- Entries -
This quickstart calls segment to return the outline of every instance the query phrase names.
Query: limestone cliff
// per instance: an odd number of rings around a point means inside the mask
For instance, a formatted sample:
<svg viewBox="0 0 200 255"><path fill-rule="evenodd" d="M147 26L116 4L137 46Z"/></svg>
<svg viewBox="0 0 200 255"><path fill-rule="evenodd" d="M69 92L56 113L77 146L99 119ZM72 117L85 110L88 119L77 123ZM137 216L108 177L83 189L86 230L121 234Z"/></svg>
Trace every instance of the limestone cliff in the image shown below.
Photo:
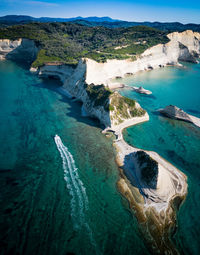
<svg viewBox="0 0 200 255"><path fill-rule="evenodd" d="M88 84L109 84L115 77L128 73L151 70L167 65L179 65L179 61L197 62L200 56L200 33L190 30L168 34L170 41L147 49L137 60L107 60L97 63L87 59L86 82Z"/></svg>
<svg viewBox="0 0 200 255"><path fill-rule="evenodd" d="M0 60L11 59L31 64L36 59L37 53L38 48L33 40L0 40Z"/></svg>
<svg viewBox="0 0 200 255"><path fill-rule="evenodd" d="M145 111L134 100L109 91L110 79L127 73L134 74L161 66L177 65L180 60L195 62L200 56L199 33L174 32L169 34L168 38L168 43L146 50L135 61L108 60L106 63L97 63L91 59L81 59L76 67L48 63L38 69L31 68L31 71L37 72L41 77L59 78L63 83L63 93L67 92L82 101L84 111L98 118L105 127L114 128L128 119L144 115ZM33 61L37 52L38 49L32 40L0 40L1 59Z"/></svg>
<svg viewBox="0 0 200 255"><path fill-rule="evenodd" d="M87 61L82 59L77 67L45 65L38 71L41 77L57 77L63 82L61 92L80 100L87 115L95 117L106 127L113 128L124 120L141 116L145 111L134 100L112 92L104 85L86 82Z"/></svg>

- Written instruction -
Rewrite the listing above with "limestone cliff" swapped for "sandstone bluff" and everything else left unchanged, omitting the pictures.

- Result below -
This quickstart calls segment to return the outline of every instance the query phrase names.
Query: sandstone bluff
// per instance: an odd number of rings around a point means inside the mask
For instance, a formatted sample:
<svg viewBox="0 0 200 255"><path fill-rule="evenodd" d="M147 26L116 4L137 46Z"/></svg>
<svg viewBox="0 0 200 255"><path fill-rule="evenodd" d="M69 92L56 113L77 146L99 119ZM72 117L85 110L88 119L77 123ZM137 216L108 177L83 189L86 230L121 234Z"/></svg>
Trace every instance of the sandstone bluff in the image shown below.
Photo:
<svg viewBox="0 0 200 255"><path fill-rule="evenodd" d="M88 84L109 84L115 77L128 73L151 70L167 65L179 65L179 61L197 62L200 56L200 33L190 30L168 34L170 41L147 49L137 60L107 60L97 63L87 59L86 82Z"/></svg>
<svg viewBox="0 0 200 255"><path fill-rule="evenodd" d="M0 60L11 59L31 64L36 59L37 53L38 48L33 40L0 40Z"/></svg>
<svg viewBox="0 0 200 255"><path fill-rule="evenodd" d="M145 111L134 100L109 91L110 79L127 73L134 74L161 66L177 65L180 60L195 62L200 56L199 33L174 32L169 34L168 38L168 43L146 50L135 61L108 60L106 63L97 63L91 59L81 59L76 67L48 63L38 69L31 68L31 71L37 72L41 77L59 78L63 83L63 93L67 92L82 101L84 111L98 118L105 127L114 128L128 119L144 115ZM33 61L37 52L38 49L32 40L0 40L1 59Z"/></svg>
<svg viewBox="0 0 200 255"><path fill-rule="evenodd" d="M87 61L82 59L77 67L45 65L38 71L41 77L57 77L63 82L61 92L80 100L87 115L95 117L106 127L113 128L124 120L141 116L145 111L134 100L112 92L104 85L86 82Z"/></svg>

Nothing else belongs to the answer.